_EXERCISE DIRECTIONS_. So that the copy matches the original, retype each line of the material below exactly.

_RECORDS SUPPLIED_.
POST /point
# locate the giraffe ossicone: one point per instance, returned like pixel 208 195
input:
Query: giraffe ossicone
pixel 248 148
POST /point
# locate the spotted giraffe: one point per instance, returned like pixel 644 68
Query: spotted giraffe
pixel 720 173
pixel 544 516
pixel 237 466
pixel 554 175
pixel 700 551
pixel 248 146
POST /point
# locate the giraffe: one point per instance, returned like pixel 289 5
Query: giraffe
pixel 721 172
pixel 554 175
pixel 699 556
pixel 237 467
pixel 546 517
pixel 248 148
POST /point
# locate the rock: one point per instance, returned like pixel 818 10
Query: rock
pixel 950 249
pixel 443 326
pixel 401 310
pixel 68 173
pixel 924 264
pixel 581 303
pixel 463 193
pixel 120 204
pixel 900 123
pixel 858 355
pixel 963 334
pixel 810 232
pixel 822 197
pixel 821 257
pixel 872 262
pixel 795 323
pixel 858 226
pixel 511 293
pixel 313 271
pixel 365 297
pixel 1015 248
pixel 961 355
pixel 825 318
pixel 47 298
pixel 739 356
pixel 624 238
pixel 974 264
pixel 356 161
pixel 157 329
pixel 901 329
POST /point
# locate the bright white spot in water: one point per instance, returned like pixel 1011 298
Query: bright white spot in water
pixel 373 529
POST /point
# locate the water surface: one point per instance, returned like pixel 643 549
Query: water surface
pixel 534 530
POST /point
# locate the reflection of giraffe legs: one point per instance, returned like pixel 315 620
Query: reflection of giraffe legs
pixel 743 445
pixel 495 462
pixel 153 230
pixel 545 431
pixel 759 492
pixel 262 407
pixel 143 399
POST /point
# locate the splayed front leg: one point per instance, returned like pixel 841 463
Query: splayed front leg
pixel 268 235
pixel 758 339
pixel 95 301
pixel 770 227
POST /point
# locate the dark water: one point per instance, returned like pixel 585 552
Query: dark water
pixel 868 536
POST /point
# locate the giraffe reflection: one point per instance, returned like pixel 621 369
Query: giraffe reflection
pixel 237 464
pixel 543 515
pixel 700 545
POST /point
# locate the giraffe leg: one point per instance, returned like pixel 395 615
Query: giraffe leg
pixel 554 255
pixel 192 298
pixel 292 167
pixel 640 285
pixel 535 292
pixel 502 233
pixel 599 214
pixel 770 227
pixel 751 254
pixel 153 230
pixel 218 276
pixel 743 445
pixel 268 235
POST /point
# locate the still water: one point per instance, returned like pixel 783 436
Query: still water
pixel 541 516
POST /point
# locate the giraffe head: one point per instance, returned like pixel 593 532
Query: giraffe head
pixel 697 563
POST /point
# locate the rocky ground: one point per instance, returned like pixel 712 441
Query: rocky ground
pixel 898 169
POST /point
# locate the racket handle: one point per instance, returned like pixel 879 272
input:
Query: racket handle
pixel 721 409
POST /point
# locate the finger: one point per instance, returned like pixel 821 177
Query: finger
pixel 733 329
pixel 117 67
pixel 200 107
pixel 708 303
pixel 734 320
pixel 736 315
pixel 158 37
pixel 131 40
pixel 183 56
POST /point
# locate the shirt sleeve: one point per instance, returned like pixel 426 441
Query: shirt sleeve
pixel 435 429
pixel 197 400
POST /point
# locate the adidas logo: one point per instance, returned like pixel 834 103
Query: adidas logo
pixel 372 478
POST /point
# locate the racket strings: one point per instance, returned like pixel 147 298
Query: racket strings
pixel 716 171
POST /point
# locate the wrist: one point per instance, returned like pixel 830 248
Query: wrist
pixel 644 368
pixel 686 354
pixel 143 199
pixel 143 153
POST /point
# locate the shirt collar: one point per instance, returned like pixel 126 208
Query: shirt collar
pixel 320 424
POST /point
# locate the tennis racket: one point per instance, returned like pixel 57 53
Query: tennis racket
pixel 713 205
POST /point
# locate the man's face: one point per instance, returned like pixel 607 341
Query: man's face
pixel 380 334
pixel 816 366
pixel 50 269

_OUTPUT OF THE EXERCISE_.
POST /point
# locate the giraffe ossicone: one point per instance, returned like pixel 208 195
input:
Query: giraffe ossicone
pixel 248 148
POST /point
# locate the spotted giraffe: one point per instance, returned like pixel 644 68
Query: spotted giraffe
pixel 720 173
pixel 544 516
pixel 237 466
pixel 554 175
pixel 700 551
pixel 248 146
POST /point
# locate the giraffe: one point per instance, returned like pixel 289 5
Query: giraffe
pixel 721 172
pixel 554 175
pixel 699 556
pixel 237 467
pixel 546 517
pixel 248 148
POST /point
# locate the rock: one point per instance, returned like pixel 818 10
Query: rock
pixel 950 249
pixel 443 326
pixel 401 310
pixel 68 173
pixel 924 264
pixel 581 303
pixel 463 193
pixel 120 204
pixel 900 123
pixel 858 355
pixel 963 334
pixel 810 232
pixel 822 197
pixel 821 257
pixel 872 262
pixel 795 323
pixel 858 226
pixel 511 293
pixel 313 271
pixel 365 297
pixel 1015 248
pixel 961 355
pixel 825 318
pixel 47 298
pixel 739 356
pixel 624 238
pixel 974 264
pixel 356 161
pixel 157 329
pixel 901 329
POST /point
# locate the bright white spot in water: one point per instance, returned like pixel 1011 298
Query: bright white spot in water
pixel 373 529
POST /point
# locate the water surface: one point per instance, returned like pixel 643 549
Query: water surface
pixel 534 530
POST /point
# locate the reflection of giraffe legs: one point per instance, returned like pixel 315 620
Query: reflection of giraffe legs
pixel 743 445
pixel 495 462
pixel 153 230
pixel 545 431
pixel 759 492
pixel 262 407
pixel 143 399
POST /point
# locate the splayed front leg: one point per instance, returned like pixel 841 463
Query: splayed front leg
pixel 268 235
pixel 758 339
pixel 95 301
pixel 770 227
POST /point
# locate the dark water: one point per instance, returned like pixel 585 552
Query: dark water
pixel 868 536
POST /point
# locate the giraffe reflection: one point per instance, returned like pixel 621 369
Query: giraffe reflection
pixel 237 464
pixel 543 515
pixel 700 545
POST /point
# locate the giraffe leg: one point per instance, returned like pixel 395 615
Query: giraffe leg
pixel 554 255
pixel 192 298
pixel 292 167
pixel 640 285
pixel 535 292
pixel 502 233
pixel 599 214
pixel 770 227
pixel 751 254
pixel 153 230
pixel 218 276
pixel 743 445
pixel 268 235
POST /point
# locate the still water: one point per instance, returned like pixel 783 436
Query: still water
pixel 541 516
POST /point
# locate the giraffe head: one point per instance, returned like pixel 593 532
Query: giraffe head
pixel 697 563
POST /point
# locate the rocky ground: one point per instance, returned like pixel 712 441
Query: rocky ground
pixel 898 169
POST /point
# locate the racket handle: one point per instance, returned like pixel 879 272
input:
Query: racket handle
pixel 721 409
POST /point
# locate the finger: one point per instance, returned like pixel 821 177
Query: finger
pixel 733 329
pixel 117 67
pixel 200 107
pixel 708 303
pixel 734 320
pixel 736 315
pixel 158 37
pixel 131 40
pixel 183 56
POST /point
# locate the shirt sleeve: one point per instance, returned like pixel 426 441
Query: shirt sleeve
pixel 435 429
pixel 197 400
POST /point
# locate the adidas logo: one point per instance, returned like pixel 834 103
Query: adidas logo
pixel 372 478
POST /point
# locate the racket strings: one point per instance, returned like pixel 147 298
Query: racket strings
pixel 716 171
POST /point
# locate the wrist: one point per instance, returned like pixel 830 248
Query: wrist
pixel 644 368
pixel 686 354
pixel 143 199
pixel 143 153
POST /point
# locate the shirt collar: one point per instance, returned like pixel 126 208
Query: shirt collar
pixel 320 424
POST /point
# locate the tennis racket: one point per instance, returned like pixel 57 53
Query: tennis racket
pixel 713 205
POST /point
# locate the man's face: one point per instance, returned like pixel 607 341
Query: man's face
pixel 380 334
pixel 816 366
pixel 50 269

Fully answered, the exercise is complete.